======== ENTRIES PROVIDED
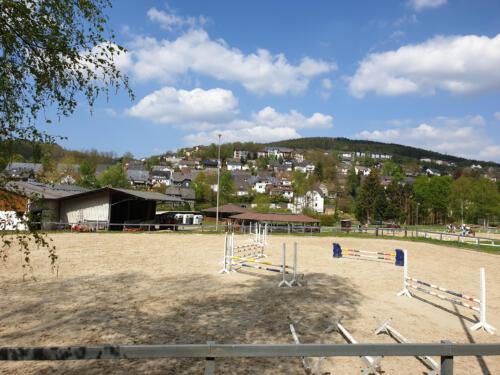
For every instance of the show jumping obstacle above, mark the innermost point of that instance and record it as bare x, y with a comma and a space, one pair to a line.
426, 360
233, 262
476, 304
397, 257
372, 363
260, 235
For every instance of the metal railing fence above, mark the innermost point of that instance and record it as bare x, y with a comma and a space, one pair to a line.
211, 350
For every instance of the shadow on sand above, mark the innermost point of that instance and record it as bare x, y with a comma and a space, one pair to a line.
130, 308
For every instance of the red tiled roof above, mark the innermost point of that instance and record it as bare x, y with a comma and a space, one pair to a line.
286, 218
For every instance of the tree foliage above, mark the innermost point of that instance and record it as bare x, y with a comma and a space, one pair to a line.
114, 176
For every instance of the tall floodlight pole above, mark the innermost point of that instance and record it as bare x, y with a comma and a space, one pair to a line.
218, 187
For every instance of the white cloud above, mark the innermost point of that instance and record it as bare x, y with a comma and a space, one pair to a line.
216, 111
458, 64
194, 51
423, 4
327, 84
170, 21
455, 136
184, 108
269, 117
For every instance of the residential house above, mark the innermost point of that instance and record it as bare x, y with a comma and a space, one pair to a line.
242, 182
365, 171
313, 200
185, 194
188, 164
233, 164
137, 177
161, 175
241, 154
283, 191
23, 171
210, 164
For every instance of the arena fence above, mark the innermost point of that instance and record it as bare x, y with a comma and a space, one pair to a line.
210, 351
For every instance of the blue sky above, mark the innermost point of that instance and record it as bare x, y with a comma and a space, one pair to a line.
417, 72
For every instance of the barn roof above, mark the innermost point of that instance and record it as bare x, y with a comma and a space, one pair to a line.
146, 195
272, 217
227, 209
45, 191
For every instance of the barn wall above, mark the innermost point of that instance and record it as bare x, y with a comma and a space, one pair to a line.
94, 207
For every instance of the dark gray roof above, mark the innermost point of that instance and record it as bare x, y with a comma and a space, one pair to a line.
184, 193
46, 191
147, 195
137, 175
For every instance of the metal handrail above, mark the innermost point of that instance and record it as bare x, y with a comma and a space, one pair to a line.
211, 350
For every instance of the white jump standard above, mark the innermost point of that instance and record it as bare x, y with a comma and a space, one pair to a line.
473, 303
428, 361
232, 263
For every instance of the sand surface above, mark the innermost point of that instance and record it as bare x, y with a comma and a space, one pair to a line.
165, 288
================
======== ENTRIES PROVIDED
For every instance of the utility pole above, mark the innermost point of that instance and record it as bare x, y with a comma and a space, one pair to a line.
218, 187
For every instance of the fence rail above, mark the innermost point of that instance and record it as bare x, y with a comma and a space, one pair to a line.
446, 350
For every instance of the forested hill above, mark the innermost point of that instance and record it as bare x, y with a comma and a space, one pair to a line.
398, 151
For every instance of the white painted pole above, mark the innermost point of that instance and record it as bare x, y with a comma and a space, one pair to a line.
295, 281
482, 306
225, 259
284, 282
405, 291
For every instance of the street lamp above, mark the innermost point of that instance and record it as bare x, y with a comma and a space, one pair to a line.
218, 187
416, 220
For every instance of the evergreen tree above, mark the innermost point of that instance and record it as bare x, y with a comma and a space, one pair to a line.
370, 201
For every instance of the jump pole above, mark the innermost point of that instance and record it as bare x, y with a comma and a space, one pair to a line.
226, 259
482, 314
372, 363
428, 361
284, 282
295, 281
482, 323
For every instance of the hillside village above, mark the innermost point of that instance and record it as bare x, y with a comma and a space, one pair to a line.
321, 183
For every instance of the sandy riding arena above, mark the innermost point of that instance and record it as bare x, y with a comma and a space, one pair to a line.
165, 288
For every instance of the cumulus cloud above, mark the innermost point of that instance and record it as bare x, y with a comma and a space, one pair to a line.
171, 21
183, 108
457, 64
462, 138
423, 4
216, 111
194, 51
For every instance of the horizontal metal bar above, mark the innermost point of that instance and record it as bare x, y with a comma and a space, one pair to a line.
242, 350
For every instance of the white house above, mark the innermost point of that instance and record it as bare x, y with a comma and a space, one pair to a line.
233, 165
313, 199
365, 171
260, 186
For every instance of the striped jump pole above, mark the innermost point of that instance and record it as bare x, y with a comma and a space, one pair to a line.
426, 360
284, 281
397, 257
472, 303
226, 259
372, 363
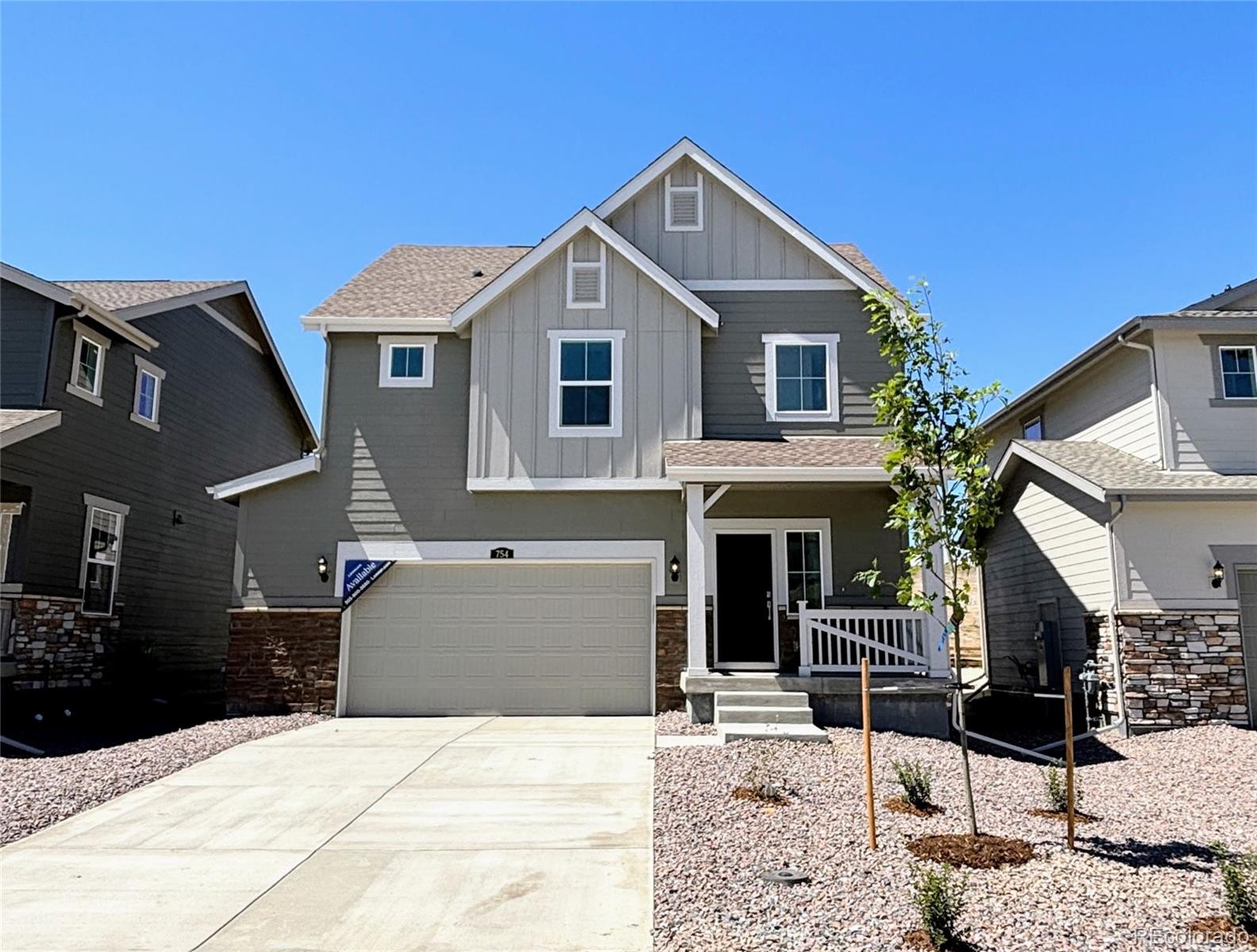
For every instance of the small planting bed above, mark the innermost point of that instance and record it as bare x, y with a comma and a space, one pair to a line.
================
Count the lines in the material above that contain the word "barn", and reply with that number only.

FULL OUTPUT → 2